TASK DETAILS: Locate each line in the data below that contains the string "face" and copy those lines out in full. Case matters when matching.

MATERIAL FOR THIS EXERCISE:

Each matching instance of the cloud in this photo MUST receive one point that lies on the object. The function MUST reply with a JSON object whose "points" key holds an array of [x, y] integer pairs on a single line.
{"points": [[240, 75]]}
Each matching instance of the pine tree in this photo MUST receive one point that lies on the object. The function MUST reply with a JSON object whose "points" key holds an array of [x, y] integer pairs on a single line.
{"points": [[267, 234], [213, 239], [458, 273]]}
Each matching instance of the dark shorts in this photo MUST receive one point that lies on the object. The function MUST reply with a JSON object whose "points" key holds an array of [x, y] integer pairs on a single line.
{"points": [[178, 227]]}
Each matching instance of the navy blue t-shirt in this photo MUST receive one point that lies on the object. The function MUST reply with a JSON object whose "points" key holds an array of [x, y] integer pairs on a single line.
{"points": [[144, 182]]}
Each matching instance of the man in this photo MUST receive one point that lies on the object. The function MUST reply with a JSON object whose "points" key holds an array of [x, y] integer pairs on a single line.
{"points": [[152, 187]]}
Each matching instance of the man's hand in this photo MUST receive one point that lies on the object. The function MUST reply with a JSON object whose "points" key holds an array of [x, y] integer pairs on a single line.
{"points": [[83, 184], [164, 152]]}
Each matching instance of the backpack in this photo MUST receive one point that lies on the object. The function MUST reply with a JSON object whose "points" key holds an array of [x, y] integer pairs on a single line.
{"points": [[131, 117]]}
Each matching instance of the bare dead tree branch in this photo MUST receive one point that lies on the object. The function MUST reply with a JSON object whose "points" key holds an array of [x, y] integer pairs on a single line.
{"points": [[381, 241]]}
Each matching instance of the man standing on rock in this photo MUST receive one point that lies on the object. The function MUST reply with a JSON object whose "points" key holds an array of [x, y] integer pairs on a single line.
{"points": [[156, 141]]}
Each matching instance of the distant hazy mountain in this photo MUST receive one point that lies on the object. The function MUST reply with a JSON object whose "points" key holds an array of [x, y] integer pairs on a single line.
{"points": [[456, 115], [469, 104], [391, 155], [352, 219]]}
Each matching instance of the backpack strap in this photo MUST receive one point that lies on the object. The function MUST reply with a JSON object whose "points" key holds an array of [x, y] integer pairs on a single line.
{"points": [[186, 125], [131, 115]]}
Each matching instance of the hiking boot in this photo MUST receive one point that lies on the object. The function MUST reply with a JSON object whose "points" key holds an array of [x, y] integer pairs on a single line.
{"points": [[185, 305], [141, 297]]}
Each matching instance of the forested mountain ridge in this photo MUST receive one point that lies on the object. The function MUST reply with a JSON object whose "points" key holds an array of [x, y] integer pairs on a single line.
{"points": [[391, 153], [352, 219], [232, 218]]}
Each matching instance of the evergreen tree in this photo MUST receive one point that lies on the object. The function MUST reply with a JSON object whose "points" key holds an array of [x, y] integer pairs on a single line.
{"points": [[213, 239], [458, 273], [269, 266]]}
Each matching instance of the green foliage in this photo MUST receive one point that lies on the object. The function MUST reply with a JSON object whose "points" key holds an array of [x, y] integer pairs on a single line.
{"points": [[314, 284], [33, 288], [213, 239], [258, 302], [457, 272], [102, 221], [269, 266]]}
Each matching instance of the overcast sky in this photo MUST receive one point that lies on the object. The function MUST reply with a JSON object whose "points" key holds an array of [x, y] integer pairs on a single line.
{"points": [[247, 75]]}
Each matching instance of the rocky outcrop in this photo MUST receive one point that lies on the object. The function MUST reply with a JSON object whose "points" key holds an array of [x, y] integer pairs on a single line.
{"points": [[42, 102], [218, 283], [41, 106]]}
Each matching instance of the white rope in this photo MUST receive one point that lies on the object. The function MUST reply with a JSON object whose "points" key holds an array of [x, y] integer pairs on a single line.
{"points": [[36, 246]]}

==

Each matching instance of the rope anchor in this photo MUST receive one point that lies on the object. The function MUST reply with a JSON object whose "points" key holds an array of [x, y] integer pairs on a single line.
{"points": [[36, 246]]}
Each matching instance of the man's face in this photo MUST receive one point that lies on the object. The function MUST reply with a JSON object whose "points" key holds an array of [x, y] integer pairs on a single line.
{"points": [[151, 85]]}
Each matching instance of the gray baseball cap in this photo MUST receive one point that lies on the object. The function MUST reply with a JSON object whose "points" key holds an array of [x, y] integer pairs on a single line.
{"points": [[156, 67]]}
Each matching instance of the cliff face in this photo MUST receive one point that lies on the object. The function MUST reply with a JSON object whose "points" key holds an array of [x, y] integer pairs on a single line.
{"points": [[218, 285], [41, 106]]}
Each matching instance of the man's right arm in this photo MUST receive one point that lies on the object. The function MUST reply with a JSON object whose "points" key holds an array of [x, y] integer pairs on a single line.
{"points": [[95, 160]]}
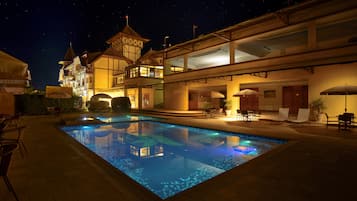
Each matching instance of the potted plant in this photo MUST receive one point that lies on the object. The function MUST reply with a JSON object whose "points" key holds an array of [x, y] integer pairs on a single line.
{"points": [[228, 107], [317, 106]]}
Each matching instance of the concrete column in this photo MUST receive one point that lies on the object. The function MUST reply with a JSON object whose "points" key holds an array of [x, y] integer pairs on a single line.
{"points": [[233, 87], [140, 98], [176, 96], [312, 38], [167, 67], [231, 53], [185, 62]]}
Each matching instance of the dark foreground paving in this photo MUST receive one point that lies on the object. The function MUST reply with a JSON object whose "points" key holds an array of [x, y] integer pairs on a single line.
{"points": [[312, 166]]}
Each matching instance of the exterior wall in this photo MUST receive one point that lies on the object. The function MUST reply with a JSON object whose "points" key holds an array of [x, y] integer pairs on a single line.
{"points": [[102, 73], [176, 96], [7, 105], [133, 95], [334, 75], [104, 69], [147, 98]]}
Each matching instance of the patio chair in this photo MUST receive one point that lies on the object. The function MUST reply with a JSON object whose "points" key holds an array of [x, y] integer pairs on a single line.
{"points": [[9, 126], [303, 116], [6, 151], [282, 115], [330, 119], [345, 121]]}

REPLY TO THE TASK:
Each matching instance of the man's face in this photo MUST receive one point that lies on the object. The function MUST reply with a JSON object whose "points" key holds an array of [x, y] integer pairs on a single line.
Each matching instance of the cliff face in this photo MUST receive one point that lies on the object. The function MUST reply with a JSON object whose "points" key holds an array of [x, y] integer pairs on a single line.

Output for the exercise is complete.